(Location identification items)
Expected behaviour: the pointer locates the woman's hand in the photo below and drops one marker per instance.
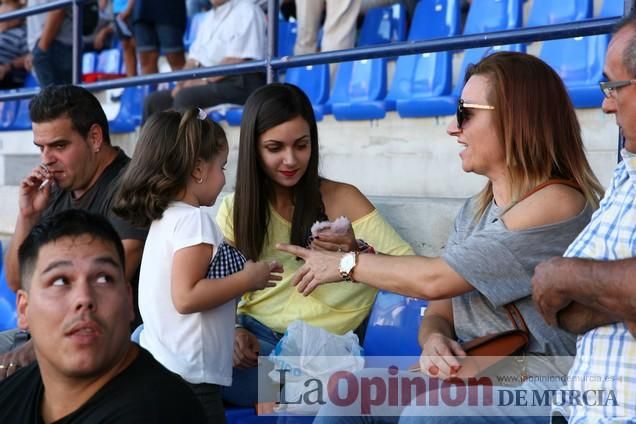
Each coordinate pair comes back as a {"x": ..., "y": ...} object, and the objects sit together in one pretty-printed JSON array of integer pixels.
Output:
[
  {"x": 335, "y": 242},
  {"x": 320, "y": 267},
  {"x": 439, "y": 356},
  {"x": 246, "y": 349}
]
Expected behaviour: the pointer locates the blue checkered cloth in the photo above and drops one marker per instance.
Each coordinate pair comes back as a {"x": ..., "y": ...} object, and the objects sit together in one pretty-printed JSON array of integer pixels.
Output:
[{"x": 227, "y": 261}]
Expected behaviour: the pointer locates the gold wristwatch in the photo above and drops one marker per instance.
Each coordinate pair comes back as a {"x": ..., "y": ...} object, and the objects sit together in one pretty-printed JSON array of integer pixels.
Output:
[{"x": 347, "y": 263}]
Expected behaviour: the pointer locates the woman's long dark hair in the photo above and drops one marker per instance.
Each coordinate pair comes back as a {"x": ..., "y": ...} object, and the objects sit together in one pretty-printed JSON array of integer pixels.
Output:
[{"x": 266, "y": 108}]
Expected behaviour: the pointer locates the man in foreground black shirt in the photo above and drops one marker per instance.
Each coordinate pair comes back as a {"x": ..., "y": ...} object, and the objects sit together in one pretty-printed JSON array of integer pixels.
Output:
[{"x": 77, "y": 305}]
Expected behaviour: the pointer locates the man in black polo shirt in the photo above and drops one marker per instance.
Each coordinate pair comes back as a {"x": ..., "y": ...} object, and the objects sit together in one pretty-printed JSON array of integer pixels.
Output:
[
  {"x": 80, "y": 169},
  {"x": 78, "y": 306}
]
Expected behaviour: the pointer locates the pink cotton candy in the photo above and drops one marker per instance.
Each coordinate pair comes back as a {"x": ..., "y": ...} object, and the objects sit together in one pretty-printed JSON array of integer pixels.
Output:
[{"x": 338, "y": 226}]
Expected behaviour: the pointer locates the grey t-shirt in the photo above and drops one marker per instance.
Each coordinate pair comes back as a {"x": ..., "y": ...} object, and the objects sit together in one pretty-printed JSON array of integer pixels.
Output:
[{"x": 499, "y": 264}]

==

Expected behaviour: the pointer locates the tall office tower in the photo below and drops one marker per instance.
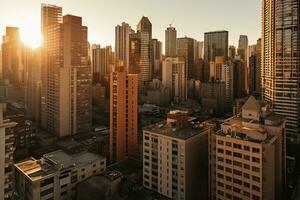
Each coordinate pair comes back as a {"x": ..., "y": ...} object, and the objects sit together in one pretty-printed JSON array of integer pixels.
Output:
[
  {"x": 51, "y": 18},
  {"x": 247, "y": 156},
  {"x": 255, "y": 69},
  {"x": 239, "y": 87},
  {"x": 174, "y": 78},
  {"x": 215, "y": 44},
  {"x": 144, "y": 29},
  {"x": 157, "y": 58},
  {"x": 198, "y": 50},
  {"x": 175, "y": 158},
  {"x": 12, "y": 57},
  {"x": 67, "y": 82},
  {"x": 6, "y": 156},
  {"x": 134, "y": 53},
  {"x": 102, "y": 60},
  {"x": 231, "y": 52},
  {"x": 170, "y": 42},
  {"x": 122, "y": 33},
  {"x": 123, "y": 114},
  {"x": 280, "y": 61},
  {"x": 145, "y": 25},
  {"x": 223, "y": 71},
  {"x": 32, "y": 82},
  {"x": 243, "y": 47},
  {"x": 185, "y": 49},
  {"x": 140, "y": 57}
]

---

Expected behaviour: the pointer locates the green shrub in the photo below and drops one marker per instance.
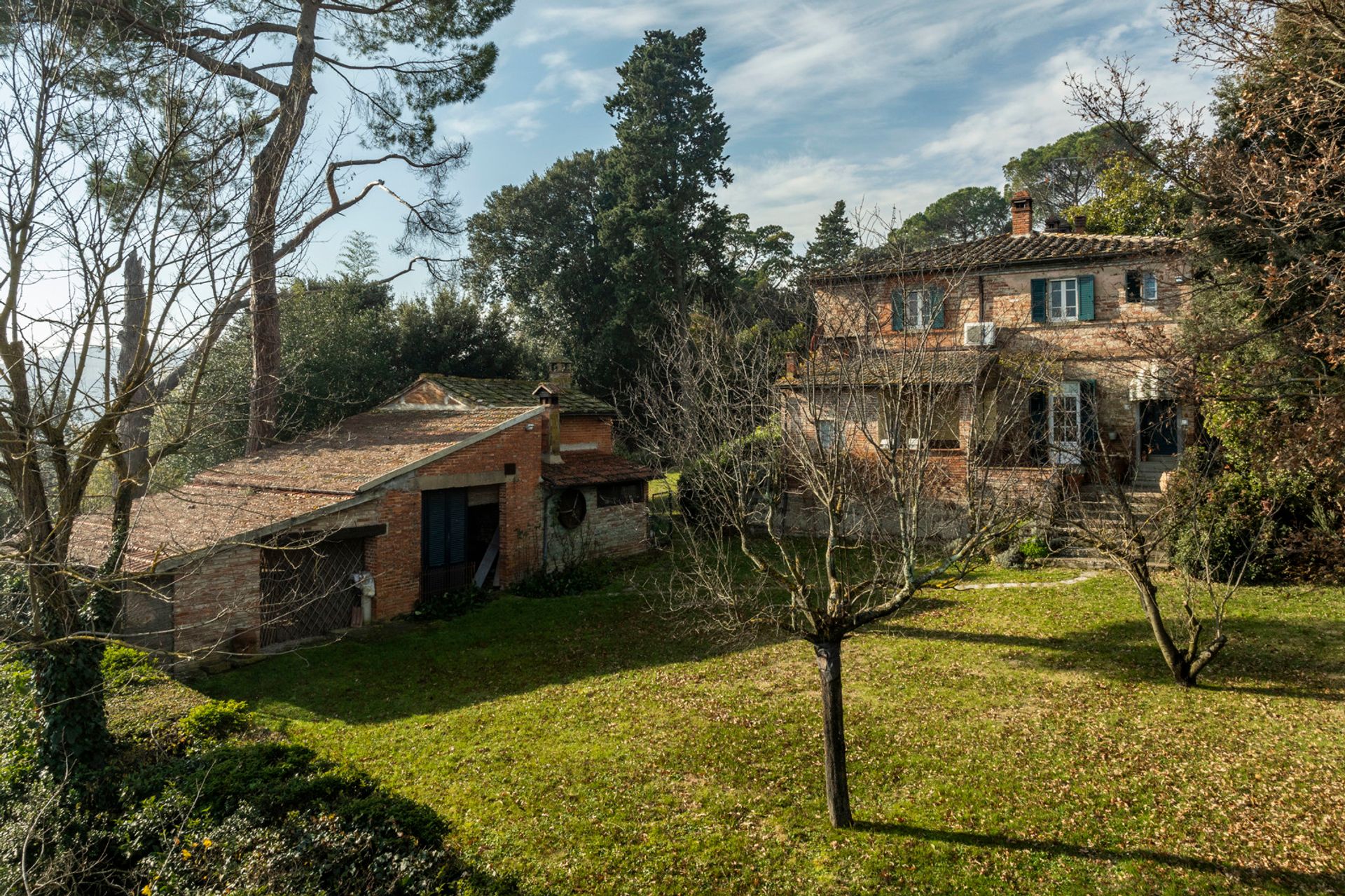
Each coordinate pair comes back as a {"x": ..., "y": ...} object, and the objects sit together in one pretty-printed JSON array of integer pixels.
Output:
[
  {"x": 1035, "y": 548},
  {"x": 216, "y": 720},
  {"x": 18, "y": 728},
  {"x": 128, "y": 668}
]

Aim: Count the lines in the records above that contain the string "marker", with case taken into account. Reply with the number alone.

Exercise output: 10